Exercise
Could you copy the records below exactly, leaving out any pictures?

Text-to-region grounding data
◇ ◇ ◇ ◇

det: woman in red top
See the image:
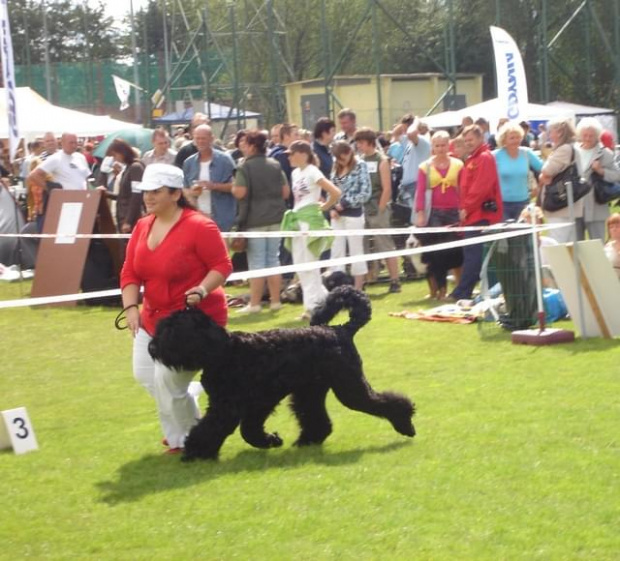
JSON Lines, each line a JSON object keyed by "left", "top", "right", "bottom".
{"left": 120, "top": 163, "right": 232, "bottom": 454}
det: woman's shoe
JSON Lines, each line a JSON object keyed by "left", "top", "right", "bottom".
{"left": 237, "top": 304, "right": 262, "bottom": 314}
{"left": 164, "top": 447, "right": 183, "bottom": 455}
{"left": 269, "top": 302, "right": 283, "bottom": 311}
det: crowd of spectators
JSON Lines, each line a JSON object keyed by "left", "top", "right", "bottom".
{"left": 3, "top": 105, "right": 620, "bottom": 311}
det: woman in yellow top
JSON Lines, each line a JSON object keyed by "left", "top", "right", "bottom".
{"left": 414, "top": 131, "right": 464, "bottom": 300}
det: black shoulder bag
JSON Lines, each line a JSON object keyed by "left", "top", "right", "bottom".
{"left": 542, "top": 145, "right": 591, "bottom": 212}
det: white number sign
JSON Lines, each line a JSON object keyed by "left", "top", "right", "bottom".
{"left": 0, "top": 407, "right": 39, "bottom": 454}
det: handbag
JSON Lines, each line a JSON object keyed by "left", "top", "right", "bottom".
{"left": 542, "top": 146, "right": 591, "bottom": 212}
{"left": 591, "top": 172, "right": 620, "bottom": 204}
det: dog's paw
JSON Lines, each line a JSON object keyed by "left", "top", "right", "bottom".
{"left": 266, "top": 432, "right": 283, "bottom": 448}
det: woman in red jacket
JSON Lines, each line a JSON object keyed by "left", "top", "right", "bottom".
{"left": 120, "top": 163, "right": 232, "bottom": 454}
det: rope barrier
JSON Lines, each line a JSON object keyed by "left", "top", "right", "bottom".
{"left": 0, "top": 223, "right": 570, "bottom": 310}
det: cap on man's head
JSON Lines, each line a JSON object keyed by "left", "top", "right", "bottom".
{"left": 138, "top": 163, "right": 184, "bottom": 191}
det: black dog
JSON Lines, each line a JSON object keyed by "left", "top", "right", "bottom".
{"left": 149, "top": 286, "right": 415, "bottom": 461}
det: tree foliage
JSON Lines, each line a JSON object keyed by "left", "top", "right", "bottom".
{"left": 7, "top": 0, "right": 620, "bottom": 120}
{"left": 9, "top": 0, "right": 120, "bottom": 64}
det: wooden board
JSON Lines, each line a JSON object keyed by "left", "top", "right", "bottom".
{"left": 543, "top": 240, "right": 620, "bottom": 338}
{"left": 30, "top": 190, "right": 122, "bottom": 305}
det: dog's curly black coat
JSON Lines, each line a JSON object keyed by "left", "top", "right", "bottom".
{"left": 149, "top": 286, "right": 415, "bottom": 461}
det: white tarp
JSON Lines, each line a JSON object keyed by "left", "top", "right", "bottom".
{"left": 0, "top": 87, "right": 140, "bottom": 143}
{"left": 547, "top": 101, "right": 617, "bottom": 141}
{"left": 423, "top": 98, "right": 576, "bottom": 130}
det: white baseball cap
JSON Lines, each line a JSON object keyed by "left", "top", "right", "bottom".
{"left": 137, "top": 163, "right": 184, "bottom": 191}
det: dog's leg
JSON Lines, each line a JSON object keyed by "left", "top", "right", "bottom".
{"left": 290, "top": 385, "right": 333, "bottom": 446}
{"left": 239, "top": 401, "right": 283, "bottom": 449}
{"left": 331, "top": 368, "right": 416, "bottom": 437}
{"left": 183, "top": 402, "right": 240, "bottom": 461}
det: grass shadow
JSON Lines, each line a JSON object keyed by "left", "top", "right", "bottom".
{"left": 95, "top": 440, "right": 411, "bottom": 506}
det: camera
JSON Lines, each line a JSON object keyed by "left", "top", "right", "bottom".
{"left": 482, "top": 199, "right": 498, "bottom": 212}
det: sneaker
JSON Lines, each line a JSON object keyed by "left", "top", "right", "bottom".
{"left": 162, "top": 438, "right": 169, "bottom": 447}
{"left": 388, "top": 281, "right": 402, "bottom": 294}
{"left": 269, "top": 302, "right": 283, "bottom": 311}
{"left": 237, "top": 304, "right": 261, "bottom": 314}
{"left": 297, "top": 311, "right": 311, "bottom": 321}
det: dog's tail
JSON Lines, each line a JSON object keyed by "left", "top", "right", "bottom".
{"left": 310, "top": 285, "right": 371, "bottom": 336}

◇ ◇ ◇ ◇

Answer to the problem
det: woman in red top
See the image:
JSON Lines, each line a JSON object keyed by "left", "top", "right", "bottom".
{"left": 120, "top": 163, "right": 232, "bottom": 454}
det: woman's shoe
JSON Lines, each line a JSON object keyed by "left", "top", "right", "bottom".
{"left": 237, "top": 304, "right": 262, "bottom": 314}
{"left": 164, "top": 447, "right": 183, "bottom": 455}
{"left": 269, "top": 302, "right": 283, "bottom": 311}
det: crowd of spectators
JSON Lines, each line a JSON object keyed by "left", "top", "right", "bottom".
{"left": 3, "top": 105, "right": 620, "bottom": 311}
det: woman in yellow top
JSON Lines, each line a JSON object keyed by "left", "top", "right", "bottom".
{"left": 414, "top": 131, "right": 464, "bottom": 300}
det: black shoulder bag
JSON Lines, each line a JSON object keyed by "left", "top", "right", "bottom".
{"left": 542, "top": 145, "right": 591, "bottom": 212}
det: white number sign
JSON Lines, each line a JSON object keyed by "left", "top", "right", "bottom".
{"left": 0, "top": 407, "right": 39, "bottom": 454}
det: handbag
JSON Lines, each line a JSON object keyed by "left", "top", "right", "bottom".
{"left": 542, "top": 146, "right": 591, "bottom": 212}
{"left": 591, "top": 172, "right": 620, "bottom": 204}
det: dog's paw
JSON Lines, each line a JSON object keyed by "left", "top", "right", "bottom".
{"left": 266, "top": 432, "right": 283, "bottom": 448}
det: woman in red jacket
JSON Lines, each line a JSON object keyed by "left", "top", "right", "bottom".
{"left": 120, "top": 163, "right": 232, "bottom": 454}
det: rope barrier
JSON Lines, each line a JSON object keyed by "left", "top", "right", "bottom".
{"left": 0, "top": 223, "right": 570, "bottom": 310}
det: cap on man's head
JSON Lines, each line a JSON object keyed by "left", "top", "right", "bottom".
{"left": 138, "top": 163, "right": 184, "bottom": 191}
det: black dog
JSON Lines, each line a JSON object keyed by "left", "top", "right", "bottom".
{"left": 149, "top": 286, "right": 415, "bottom": 461}
det: tree foliage
JSON Lines, each line a JSON object keyed by "left", "top", "right", "bottom".
{"left": 7, "top": 0, "right": 620, "bottom": 120}
{"left": 9, "top": 0, "right": 120, "bottom": 64}
det: wooden board
JSON Lines, each line a JSON object keyed by "left", "top", "right", "bottom".
{"left": 543, "top": 240, "right": 620, "bottom": 338}
{"left": 30, "top": 190, "right": 122, "bottom": 305}
det: dog's curly black coat
JSON Lines, each line a JSON object keyed by "left", "top", "right", "bottom".
{"left": 149, "top": 286, "right": 415, "bottom": 461}
det: white tarp
JSON Lines, each line a JSON object keyed by "left", "top", "right", "bottom".
{"left": 0, "top": 87, "right": 140, "bottom": 143}
{"left": 547, "top": 101, "right": 617, "bottom": 141}
{"left": 423, "top": 98, "right": 576, "bottom": 130}
det: white baseball cap
JSON Lines, each line a JSON object keyed by "left", "top", "right", "bottom".
{"left": 137, "top": 163, "right": 184, "bottom": 191}
det: dog's leg
JSON Lines, each line a JSON object keyed by "left", "top", "right", "bottom".
{"left": 290, "top": 385, "right": 333, "bottom": 446}
{"left": 239, "top": 401, "right": 283, "bottom": 449}
{"left": 331, "top": 368, "right": 416, "bottom": 437}
{"left": 183, "top": 402, "right": 240, "bottom": 461}
det: grass shadow
JSON Lines, each line a JSON object keyed by "left", "top", "right", "bottom".
{"left": 95, "top": 440, "right": 411, "bottom": 506}
det: camera
JSON Lines, each line a JSON object keyed by "left", "top", "right", "bottom".
{"left": 482, "top": 199, "right": 498, "bottom": 212}
det: sneaker
JSON Lines, each line a JSON object keyed by "left", "top", "right", "bottom".
{"left": 162, "top": 438, "right": 169, "bottom": 447}
{"left": 388, "top": 281, "right": 402, "bottom": 294}
{"left": 269, "top": 302, "right": 283, "bottom": 311}
{"left": 237, "top": 304, "right": 261, "bottom": 314}
{"left": 297, "top": 311, "right": 311, "bottom": 321}
det: dog's tail
JSON Lines, each line a JSON object keyed by "left", "top", "right", "bottom".
{"left": 310, "top": 285, "right": 371, "bottom": 336}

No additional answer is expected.